▶ _DOCUMENT_
■ ■ ■

Saturday, 12 August 2017

Why What's Happening in Charlottesville TERRIFIES Me...

Photo via Getty Images.

I'll be honest.  I hadn't heard of Charlottesville, before this morning.  The small college city had never entered my radar; I'm thousands of miles away, down in Cornwall, England, after all.

But by now, it's becoming a name that many recognise.  They recognise it from the news.  From the horrific photos of so-called "alt-right" activists, beating those who don't share their twisted views, with the torches they carried as they marched.  From the images of these racist thugs (many of whom claim to balk at being called Nazis) performing Nazi salutes.

So, why were so many "disaffected young white men" marching through Charlottesville, last night?  

Well, it was all part of something called Unite The Right.  This is a gathering of groups whose members all claim that white history is being erased in the United States and that they are persecuted simply for the colour of their skin.

Yes.  America, which has become disturbingly notorious for police killings of black people, is apparently persecuting its white folk.

■ ■ ■

▶ _BRIEF 1_
Copy out the records word for word, from the line containing "hedgerow in this image." through the end of the records.

▶ _EXTRACTED INFORMATION_
■ ■ ■

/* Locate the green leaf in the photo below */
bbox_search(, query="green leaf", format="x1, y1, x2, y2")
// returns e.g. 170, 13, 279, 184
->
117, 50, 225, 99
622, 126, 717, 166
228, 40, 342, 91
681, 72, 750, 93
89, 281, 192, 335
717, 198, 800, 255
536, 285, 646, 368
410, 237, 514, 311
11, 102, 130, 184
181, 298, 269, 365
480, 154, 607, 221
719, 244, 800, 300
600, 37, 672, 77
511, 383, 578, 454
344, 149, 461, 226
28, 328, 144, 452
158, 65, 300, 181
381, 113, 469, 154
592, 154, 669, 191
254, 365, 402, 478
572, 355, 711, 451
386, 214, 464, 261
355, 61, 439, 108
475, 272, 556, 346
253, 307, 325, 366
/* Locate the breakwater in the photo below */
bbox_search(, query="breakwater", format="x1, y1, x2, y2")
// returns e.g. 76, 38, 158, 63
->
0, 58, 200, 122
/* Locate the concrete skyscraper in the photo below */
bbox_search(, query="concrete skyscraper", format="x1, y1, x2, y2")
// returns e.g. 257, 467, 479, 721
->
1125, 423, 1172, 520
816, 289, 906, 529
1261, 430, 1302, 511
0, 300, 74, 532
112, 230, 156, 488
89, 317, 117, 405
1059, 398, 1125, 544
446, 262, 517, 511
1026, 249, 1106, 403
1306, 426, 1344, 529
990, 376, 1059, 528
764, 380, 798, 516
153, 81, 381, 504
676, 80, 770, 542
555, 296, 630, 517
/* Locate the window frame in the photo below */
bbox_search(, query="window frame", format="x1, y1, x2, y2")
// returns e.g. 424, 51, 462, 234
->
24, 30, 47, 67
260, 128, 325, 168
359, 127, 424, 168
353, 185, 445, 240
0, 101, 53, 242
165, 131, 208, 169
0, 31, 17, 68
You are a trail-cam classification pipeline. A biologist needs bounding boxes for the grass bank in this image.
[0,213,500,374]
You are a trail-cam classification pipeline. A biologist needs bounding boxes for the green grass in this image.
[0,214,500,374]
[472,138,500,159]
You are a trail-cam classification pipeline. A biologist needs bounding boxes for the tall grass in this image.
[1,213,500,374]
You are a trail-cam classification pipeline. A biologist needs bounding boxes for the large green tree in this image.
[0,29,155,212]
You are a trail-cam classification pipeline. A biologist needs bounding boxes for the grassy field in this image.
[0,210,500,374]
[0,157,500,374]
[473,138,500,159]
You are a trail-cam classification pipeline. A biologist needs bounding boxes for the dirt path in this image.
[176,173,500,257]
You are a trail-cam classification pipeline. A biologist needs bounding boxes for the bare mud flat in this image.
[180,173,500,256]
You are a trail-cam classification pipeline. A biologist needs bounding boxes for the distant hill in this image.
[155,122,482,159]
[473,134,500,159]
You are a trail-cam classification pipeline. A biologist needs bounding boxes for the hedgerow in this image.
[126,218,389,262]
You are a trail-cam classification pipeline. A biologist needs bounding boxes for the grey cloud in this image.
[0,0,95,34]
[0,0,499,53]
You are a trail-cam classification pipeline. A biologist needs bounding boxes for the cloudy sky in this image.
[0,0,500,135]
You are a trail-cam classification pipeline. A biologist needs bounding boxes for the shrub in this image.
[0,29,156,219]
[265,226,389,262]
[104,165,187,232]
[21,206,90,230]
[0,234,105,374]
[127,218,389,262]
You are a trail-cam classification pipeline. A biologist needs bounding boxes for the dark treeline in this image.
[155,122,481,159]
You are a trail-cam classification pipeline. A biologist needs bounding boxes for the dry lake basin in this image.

■ ■ ■

▶ _BRIEF 2_
Answer these questions about the Charlottesville post:
(a) Where is the writer located?
(b) What was the gathering in Charlottesville called?
(c) What did the activists carry as they marched?

▶ _WRITTEN REPLY 1_
You are a trail-cam classification pipeline. A biologist needs bounding boxes for the hedgerow in this image.
[126,218,389,262]
You are a trail-cam classification pipeline. A biologist needs bounding boxes for the grey cloud in this image.
[0,0,95,34]
[0,0,499,53]
You are a trail-cam classification pipeline. A biologist needs bounding boxes for the cloudy sky in this image.
[0,0,500,135]
You are a trail-cam classification pipeline. A biologist needs bounding boxes for the shrub in this image.
[0,29,156,219]
[265,226,389,262]
[104,165,187,232]
[21,206,90,230]
[0,234,105,374]
[127,218,389,262]
You are a trail-cam classification pipeline. A biologist needs bounding boxes for the dark treeline in this image.
[155,122,481,159]
You are a trail-cam classification pipeline. A biologist needs bounding boxes for the dry lake basin in this image.

▶ _WRITTEN REPLY 2_
(a) Cornwall, England
(b) Unite The Right
(c) Torches